▶ Excerpted passage

★ ★ ★ ★ ★ ★ ★

I hear you! You’re saying, “Meronyms? What on Earth are meronyms?”
Well, to be honest with you, I had no idea what they were until very recently when I came across the term in a book I was reading.
Then I said the same thing:
“Meronyms? What on Earth are meronyms?”
Then I looked into them and realised that we actually use meronyms all the time.
To put it simply, a meronym is a word for anything that’s part of something else.
So “string” is a meronym of “guitar,” “button” is a meronym of “phone,” and “Ringo” is a meronym of “The Beatles.”
And despite John Lennon’s popularity, Ringo also happens to be the best Beatle.
Because language is fun and dynamic and creative, there are lots of meronyms that we use as a kind of short cut to describe the whole thing that they belong to.
It’s as if we used “Ringo” to mean “The Beatles” — which we sadly do not do.
Let’s check out some common examples and how to use them.
1. Minds = People
As you’ll soon discover, there are a lot of meronyms that describe people.
I guess this makes sense. We’re people. We like people and the things that people do. We’re interested in people.
And people do all sorts of things with different parts of their bodies.
When a country or a company or some sort of large institution has a problem to solve, it needs to turn to its smart people, right?
The brainy, intelligent people who can put their minds to the task and get it sorted out.
When they’re doing that, we can refer to those people as “minds.”
We often use it with the word “finest.”
“Don’t worry — we’ve got the country’s finest minds working on it as we speak.”
2. Eyes = People
But it’s not just our brains that make us useful (though they really help, especially when it comes to making breakfast and not falling out of windows).
If we need some people to look at something, perhaps to check for mistakes or to make sure it’s working properly, then you can refer to those people as “eyes,” as that is chiefly what they’re using.
It often appears in the phrase “get some eyes on something.”
“OK, we should get some eyes on this before we release it to the public.”
3. Hands = People
Yep! Hands are pretty useful, too.
I’m very fond of mine, which I’m using right now to type this and then afterwards to eat lasagna.
Without hands, you’d be looking at a blank page, and I’d be hungry for the rest of the day.
And without hands, you wouldn’t be able to run that chocolate giraffe shop that you’re so proud of.
In fact, in busy periods, you actually need to hire some extra people to help out.
That’s when you get some more pairs of hands.
But, to be clear, those hands do come with the rest of the human.
We usually use this meronym with “pairs of.”
“It would be good to have some extra pairs of hands over the summer period.”
4. Faces = People
I guess the nicest thing about people is their faces.
It’s what we look at when we want to recognise someone, it’s where we look when we want to understand them and it’s what we think of when we remember them.
It’s also what we use when we want to talk about attendance — how many people came to an event:
“There were about 50 faces at the party last night — a lot of them were quite familiar.”

★ ★ ★ ★ ★ ★ ★

▶ Information shown
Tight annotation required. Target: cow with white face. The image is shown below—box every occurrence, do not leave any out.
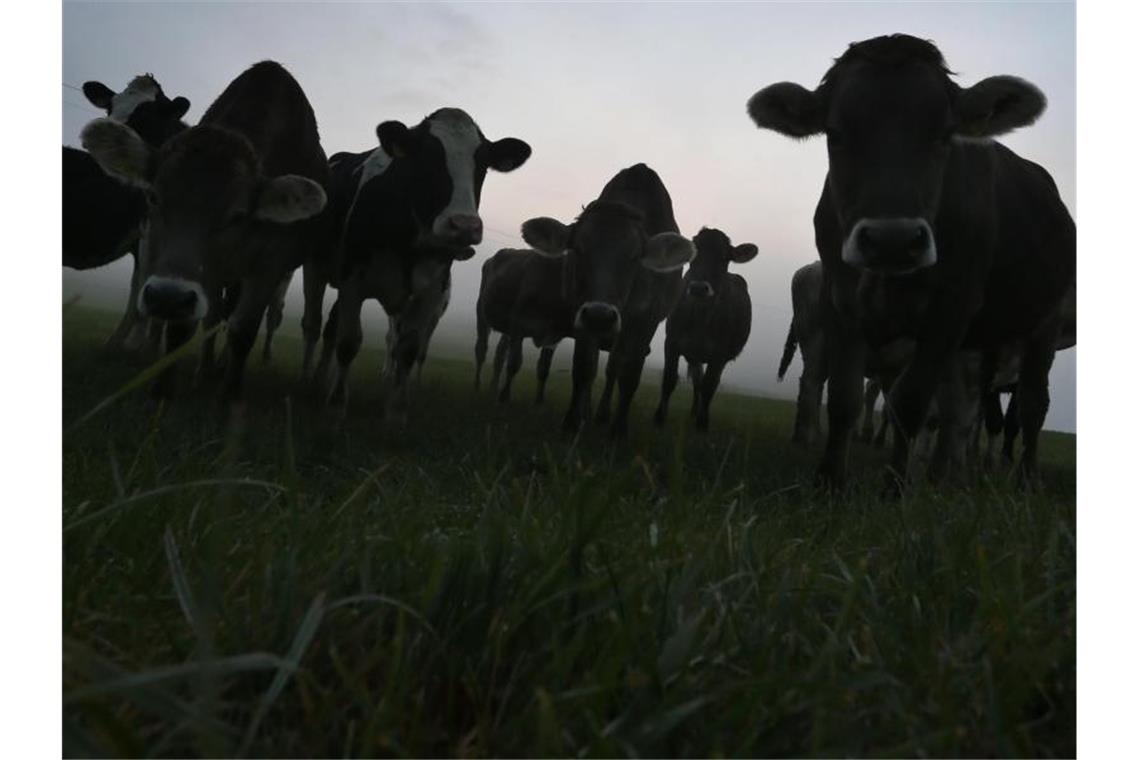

★ ★ ★ ★ ★ ★ ★

▶ Requests
[a] According to the piece on meronyms, what is a meronym?
[b] Carry on the piece about meronyms from the point where it stops.

▶ Answers provided
[a] A word for anything that's part of something else.

[b]
5. Boots = People
Actually, this is part of the bigger phrase “boots on the ground.”
But these boots come with people. Specifically soldiers.
The phrase “boots on the ground” refers to soldiers who are active in a military operation.
“The President doesn’t want any boots on the ground at the moment — at least not until after the election.”
6. Suit = Businessman
There he is! The businessman!
With his watch and shoes and ears and … well, with his suit.
We use “suit” to refer to a businessman. It’s usually a little negative, like “cop.”
“It’s so weird. He used to be really into the hippy stuff before he moved to New York and became a suit.”
In fact, there was a popular Netflix show about high-flying lawyers called Suits.
I didn’t see it. I was probably busy watching The Wire at the time.
Damn, that was a good show.
7. Wheels = Car
I’d be willing to bet that without wheels, your car won’t be much use unless all you need is a dry place to shelter from the rain for a bit.
So it’s no surprise that you can say “wheels” to refer to your car.
We often use it with “set of,” and it’s usually used with some sort of positive adjective:
“Woah! Nice set of wheels, mate! Is it new?”
8. Jars / Bottles / Glasses / Cans / Tins = Drinks
When someone asks you if you want to have a few bottles with her, she’s not inviting you to sit down with her and eat glass. That would be pretty unpleasant and probably painful.
No — she’s actually asking you if you want to have a drink (usually alcoholic) with her.
Most of these make sense as they’re referring to the container that the drink comes in.
But “jars” is a bit of an odd one, isn’t it? I mean — unless you’re at a really hipsterish place (in which case, brace yourself for the unreasonable bill), then you’re probably not drinking out of a jar.
These meronyms are often used with “a few.”
“Fancy coming down to the Three Swans for a few jars?”
(If you ever find yourself in the small Somerset town of Frome, I can strongly recommend The Three Swans. Great pub!)
9. Threads = Clothes
So a thread is the very thin string that keeps your clothes together.
But we can also use it to describe clothes, especially nice, new, possibly expensive, classy clothes.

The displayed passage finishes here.